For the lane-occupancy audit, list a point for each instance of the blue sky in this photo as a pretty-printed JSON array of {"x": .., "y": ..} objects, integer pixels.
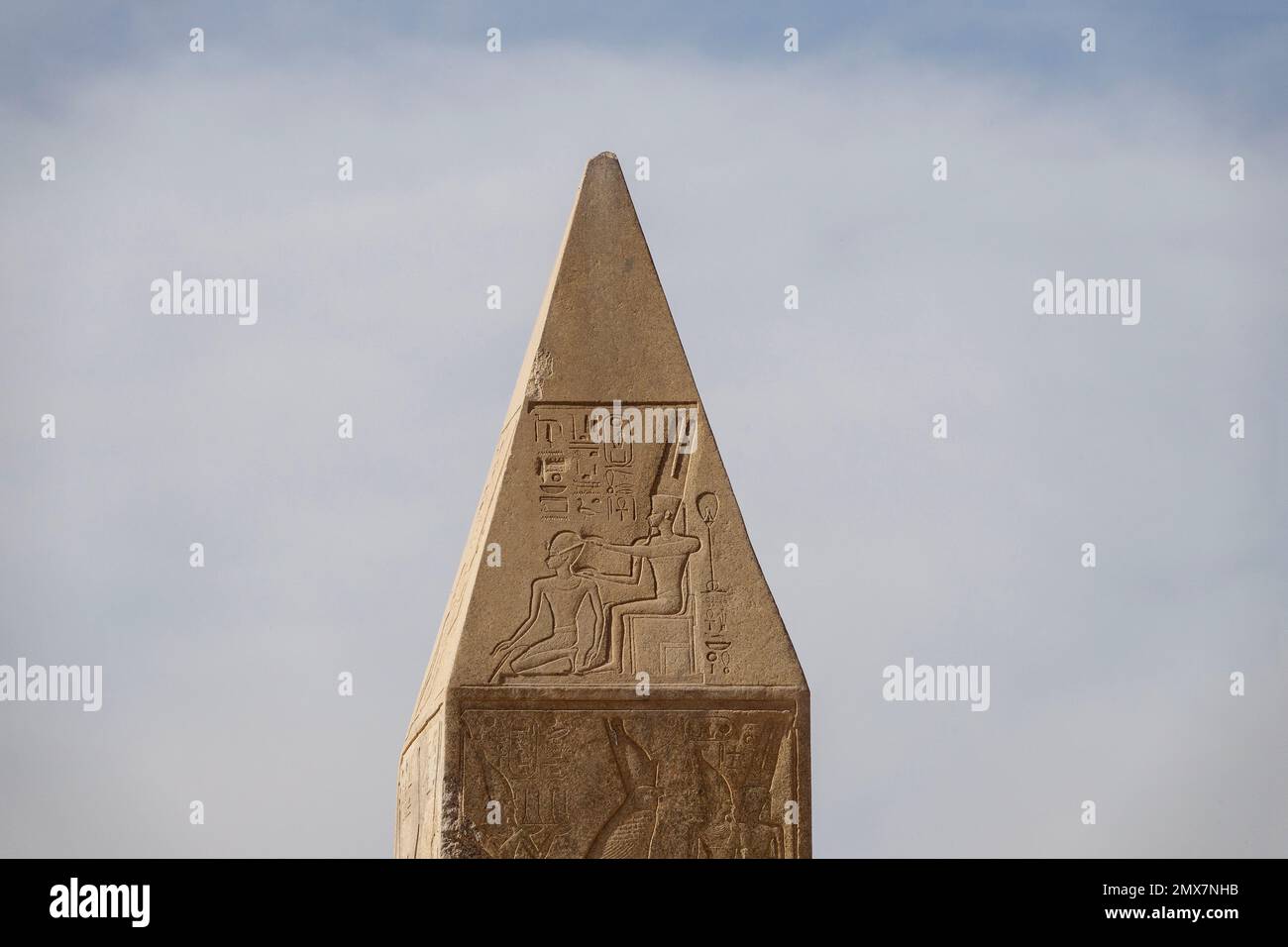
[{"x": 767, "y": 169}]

•••••

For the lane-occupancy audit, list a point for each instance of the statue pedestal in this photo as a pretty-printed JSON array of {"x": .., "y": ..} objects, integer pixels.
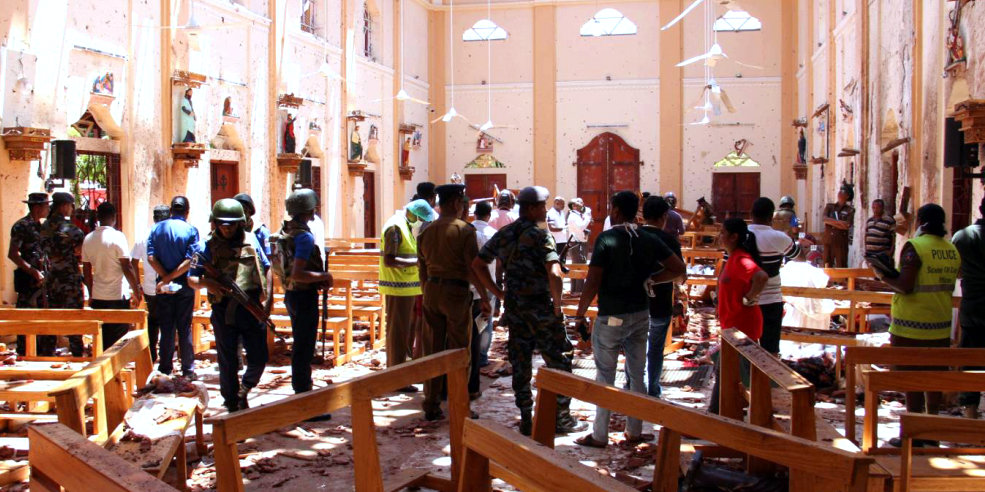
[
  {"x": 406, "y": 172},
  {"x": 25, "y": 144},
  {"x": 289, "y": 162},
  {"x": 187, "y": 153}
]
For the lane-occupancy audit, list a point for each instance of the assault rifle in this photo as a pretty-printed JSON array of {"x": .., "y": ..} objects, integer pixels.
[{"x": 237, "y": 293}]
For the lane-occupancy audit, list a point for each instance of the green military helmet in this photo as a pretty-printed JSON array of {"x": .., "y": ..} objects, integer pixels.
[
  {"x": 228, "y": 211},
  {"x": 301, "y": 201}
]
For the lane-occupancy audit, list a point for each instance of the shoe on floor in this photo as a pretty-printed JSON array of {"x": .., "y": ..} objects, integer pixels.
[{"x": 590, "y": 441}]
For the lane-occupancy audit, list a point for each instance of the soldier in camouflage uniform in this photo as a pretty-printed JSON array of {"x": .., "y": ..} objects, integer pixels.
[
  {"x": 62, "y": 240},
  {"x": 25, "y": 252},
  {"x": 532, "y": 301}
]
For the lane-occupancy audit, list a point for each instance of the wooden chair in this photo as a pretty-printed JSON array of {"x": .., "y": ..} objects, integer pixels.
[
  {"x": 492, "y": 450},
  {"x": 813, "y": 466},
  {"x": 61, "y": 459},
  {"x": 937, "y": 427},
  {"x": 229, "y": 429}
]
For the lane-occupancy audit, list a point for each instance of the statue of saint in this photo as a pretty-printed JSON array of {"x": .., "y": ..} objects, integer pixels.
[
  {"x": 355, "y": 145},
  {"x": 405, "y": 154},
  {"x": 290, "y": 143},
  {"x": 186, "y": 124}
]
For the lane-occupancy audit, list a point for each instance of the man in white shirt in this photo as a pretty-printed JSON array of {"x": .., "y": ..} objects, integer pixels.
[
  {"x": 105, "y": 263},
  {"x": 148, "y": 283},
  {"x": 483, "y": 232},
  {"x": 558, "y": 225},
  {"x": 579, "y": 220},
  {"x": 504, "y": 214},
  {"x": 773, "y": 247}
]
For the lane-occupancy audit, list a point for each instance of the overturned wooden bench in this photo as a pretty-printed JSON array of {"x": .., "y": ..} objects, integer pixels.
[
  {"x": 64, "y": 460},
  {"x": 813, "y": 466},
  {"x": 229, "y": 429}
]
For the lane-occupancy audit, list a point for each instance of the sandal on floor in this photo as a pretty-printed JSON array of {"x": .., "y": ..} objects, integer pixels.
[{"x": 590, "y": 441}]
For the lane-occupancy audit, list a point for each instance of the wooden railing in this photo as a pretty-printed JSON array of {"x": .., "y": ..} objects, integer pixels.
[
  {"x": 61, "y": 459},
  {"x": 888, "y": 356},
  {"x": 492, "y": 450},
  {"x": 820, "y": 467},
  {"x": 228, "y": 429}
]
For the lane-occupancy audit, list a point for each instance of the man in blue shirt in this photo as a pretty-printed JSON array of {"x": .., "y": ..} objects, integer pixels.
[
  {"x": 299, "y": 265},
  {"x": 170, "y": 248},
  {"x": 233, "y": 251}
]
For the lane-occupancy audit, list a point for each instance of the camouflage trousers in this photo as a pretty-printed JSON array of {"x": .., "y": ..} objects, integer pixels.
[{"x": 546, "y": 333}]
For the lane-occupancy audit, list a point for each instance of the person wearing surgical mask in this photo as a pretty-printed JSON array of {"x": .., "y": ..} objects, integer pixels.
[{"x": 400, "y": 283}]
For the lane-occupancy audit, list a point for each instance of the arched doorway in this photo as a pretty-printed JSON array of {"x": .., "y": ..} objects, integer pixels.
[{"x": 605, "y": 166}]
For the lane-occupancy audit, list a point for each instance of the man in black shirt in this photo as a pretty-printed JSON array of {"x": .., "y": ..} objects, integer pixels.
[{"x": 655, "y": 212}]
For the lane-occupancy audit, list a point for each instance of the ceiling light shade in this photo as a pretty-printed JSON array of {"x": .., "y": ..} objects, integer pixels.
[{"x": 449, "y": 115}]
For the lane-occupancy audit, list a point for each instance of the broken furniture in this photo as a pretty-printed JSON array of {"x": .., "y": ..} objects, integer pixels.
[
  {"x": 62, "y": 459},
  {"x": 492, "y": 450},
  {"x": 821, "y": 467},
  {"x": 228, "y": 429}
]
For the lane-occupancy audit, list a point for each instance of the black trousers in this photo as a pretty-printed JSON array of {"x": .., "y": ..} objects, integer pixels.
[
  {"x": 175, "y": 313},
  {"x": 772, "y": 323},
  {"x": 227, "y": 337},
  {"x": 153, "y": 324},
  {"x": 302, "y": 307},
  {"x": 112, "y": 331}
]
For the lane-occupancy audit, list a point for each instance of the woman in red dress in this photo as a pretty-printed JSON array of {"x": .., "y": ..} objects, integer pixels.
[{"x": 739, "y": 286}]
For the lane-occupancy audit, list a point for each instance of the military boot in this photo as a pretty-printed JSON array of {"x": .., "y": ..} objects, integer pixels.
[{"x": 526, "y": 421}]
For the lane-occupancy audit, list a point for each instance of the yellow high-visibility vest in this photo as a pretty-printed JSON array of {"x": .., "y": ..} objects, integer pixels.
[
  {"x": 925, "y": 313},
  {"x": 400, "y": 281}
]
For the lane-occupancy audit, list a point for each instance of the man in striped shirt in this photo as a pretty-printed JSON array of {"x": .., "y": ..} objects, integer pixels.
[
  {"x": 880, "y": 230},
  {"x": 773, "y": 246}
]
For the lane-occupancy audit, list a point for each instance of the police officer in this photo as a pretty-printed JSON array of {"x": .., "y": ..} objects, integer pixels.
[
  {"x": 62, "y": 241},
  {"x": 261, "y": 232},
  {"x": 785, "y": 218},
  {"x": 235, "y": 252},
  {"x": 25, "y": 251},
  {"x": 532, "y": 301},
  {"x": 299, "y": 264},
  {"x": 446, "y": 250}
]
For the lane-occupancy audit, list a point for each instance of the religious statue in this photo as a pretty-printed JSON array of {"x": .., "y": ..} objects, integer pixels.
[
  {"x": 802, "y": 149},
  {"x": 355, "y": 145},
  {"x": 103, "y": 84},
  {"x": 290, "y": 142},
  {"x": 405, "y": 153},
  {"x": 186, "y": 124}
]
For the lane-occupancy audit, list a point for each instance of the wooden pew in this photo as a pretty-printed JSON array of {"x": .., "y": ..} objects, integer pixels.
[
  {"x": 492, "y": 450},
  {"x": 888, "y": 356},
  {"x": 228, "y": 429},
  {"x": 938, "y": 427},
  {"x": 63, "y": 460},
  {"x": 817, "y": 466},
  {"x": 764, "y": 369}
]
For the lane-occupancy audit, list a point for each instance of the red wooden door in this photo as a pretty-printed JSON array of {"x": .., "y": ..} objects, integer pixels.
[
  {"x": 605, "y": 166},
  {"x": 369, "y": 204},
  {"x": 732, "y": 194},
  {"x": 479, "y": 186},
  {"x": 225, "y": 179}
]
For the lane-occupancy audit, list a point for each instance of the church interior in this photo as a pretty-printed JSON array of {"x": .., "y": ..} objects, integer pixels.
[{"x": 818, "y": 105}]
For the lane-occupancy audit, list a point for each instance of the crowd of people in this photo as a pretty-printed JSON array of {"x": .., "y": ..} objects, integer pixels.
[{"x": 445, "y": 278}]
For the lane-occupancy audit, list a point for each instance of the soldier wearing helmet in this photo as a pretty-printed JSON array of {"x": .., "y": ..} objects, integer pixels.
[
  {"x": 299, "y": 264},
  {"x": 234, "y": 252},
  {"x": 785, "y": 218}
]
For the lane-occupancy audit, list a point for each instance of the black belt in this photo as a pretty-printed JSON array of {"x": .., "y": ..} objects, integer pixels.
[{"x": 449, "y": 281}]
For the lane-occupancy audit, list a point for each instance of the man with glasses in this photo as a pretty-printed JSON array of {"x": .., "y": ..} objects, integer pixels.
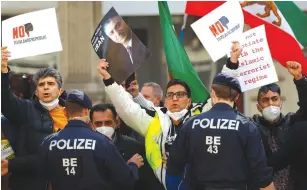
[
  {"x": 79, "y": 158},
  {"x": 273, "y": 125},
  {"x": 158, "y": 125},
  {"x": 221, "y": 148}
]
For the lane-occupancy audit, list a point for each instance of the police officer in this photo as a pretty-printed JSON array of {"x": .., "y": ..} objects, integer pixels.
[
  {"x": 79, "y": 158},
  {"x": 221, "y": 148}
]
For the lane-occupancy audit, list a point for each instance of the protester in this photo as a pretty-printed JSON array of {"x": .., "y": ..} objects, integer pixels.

•••••

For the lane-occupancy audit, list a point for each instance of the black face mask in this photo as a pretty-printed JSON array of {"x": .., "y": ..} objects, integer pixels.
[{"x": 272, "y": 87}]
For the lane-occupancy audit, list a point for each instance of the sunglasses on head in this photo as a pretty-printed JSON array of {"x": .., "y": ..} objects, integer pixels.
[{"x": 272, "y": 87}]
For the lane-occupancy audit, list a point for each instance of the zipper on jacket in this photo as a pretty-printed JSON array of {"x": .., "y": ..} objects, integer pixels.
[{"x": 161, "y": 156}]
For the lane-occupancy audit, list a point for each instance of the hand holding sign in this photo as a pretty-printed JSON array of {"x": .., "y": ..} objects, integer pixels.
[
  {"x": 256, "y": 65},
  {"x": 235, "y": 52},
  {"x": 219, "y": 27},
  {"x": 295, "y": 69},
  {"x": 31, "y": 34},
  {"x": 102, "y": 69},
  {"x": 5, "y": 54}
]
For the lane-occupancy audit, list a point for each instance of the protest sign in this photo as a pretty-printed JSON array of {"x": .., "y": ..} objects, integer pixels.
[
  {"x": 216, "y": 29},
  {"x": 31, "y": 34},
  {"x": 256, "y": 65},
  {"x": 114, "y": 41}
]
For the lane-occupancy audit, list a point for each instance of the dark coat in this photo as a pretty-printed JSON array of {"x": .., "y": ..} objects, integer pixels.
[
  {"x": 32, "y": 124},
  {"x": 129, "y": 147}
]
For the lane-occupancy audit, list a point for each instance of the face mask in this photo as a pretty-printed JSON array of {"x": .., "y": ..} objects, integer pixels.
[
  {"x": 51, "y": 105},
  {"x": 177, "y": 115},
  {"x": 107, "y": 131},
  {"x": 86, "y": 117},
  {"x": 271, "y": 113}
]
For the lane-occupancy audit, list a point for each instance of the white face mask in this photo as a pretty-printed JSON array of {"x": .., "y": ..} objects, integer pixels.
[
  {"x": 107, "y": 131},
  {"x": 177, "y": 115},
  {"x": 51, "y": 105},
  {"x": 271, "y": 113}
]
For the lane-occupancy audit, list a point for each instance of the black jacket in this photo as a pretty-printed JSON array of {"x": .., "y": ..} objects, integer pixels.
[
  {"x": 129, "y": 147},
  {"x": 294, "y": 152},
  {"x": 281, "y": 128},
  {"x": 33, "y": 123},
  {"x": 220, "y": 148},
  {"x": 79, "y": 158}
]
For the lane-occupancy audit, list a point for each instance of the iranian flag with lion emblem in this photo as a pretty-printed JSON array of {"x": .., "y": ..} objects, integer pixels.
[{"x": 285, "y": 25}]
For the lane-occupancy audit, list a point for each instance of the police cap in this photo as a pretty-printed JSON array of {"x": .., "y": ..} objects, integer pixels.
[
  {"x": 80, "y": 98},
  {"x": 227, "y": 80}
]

•••••

Given request
Count the lines in the records that contain the string "sign". Reply with the number only.

Reply to the exercise
2